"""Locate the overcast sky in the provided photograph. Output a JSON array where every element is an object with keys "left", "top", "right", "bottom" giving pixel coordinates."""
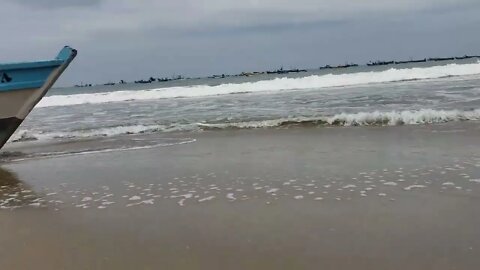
[{"left": 0, "top": 0, "right": 480, "bottom": 84}]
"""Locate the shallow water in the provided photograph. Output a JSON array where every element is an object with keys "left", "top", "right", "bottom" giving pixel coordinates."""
[
  {"left": 0, "top": 122, "right": 480, "bottom": 269},
  {"left": 5, "top": 60, "right": 480, "bottom": 154}
]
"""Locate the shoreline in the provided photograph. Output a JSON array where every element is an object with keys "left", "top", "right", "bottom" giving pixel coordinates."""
[{"left": 0, "top": 123, "right": 480, "bottom": 270}]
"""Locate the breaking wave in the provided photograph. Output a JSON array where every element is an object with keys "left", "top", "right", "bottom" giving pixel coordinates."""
[
  {"left": 10, "top": 125, "right": 168, "bottom": 142},
  {"left": 10, "top": 109, "right": 480, "bottom": 142},
  {"left": 197, "top": 109, "right": 480, "bottom": 130},
  {"left": 38, "top": 62, "right": 480, "bottom": 107}
]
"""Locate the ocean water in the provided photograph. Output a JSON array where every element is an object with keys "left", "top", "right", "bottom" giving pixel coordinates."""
[{"left": 10, "top": 59, "right": 480, "bottom": 145}]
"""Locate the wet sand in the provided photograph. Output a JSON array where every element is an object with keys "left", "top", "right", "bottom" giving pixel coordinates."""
[{"left": 0, "top": 123, "right": 480, "bottom": 270}]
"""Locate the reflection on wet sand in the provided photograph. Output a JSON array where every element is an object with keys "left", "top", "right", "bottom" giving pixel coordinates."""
[{"left": 0, "top": 167, "right": 45, "bottom": 209}]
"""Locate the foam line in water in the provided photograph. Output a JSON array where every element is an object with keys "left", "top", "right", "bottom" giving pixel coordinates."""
[
  {"left": 11, "top": 109, "right": 480, "bottom": 142},
  {"left": 38, "top": 62, "right": 480, "bottom": 107},
  {"left": 197, "top": 109, "right": 480, "bottom": 129}
]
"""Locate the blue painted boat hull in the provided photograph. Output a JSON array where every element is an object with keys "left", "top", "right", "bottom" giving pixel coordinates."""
[{"left": 0, "top": 47, "right": 77, "bottom": 149}]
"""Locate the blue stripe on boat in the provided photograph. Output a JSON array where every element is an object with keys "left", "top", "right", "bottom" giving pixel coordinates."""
[{"left": 0, "top": 47, "right": 72, "bottom": 92}]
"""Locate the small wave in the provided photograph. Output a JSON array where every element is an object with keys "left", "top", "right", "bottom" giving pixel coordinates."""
[
  {"left": 10, "top": 125, "right": 168, "bottom": 142},
  {"left": 38, "top": 62, "right": 480, "bottom": 107},
  {"left": 197, "top": 109, "right": 480, "bottom": 130}
]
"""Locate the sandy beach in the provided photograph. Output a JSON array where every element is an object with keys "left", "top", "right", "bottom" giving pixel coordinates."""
[{"left": 0, "top": 122, "right": 480, "bottom": 270}]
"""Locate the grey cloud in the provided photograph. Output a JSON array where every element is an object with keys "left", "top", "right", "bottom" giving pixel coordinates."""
[
  {"left": 11, "top": 0, "right": 102, "bottom": 9},
  {"left": 0, "top": 0, "right": 480, "bottom": 84}
]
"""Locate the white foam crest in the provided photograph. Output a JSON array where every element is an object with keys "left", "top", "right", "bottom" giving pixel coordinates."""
[
  {"left": 10, "top": 125, "right": 166, "bottom": 142},
  {"left": 38, "top": 62, "right": 480, "bottom": 107},
  {"left": 197, "top": 109, "right": 480, "bottom": 129}
]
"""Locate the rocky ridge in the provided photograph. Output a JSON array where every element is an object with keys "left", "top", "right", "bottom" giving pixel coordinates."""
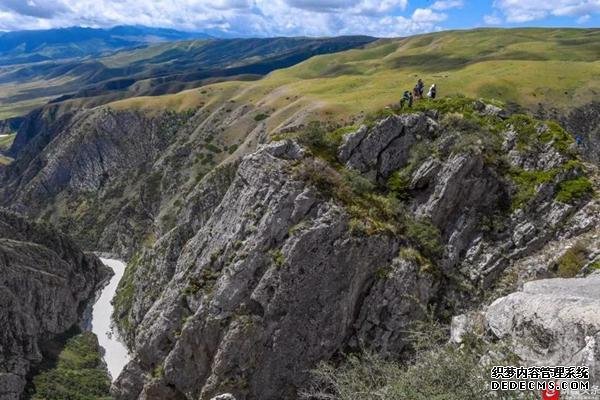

● REQUIRED WORK:
Which lines in the listing above contain the string "wave", matching case exactly? Return each of those lines in full.

● SOLUTION FOR THIS TASK:
"""Locate the breaking wave in the provided photograph. Output a JSON array where every element is an object with keys "left", "top", "right", "bottom" giving pixel coordinates."""
"""Locate the small wave in the provided photograph. Output a JSON array where every element is an object with keys "left", "top", "right", "bottom" giving pixel coordinates."""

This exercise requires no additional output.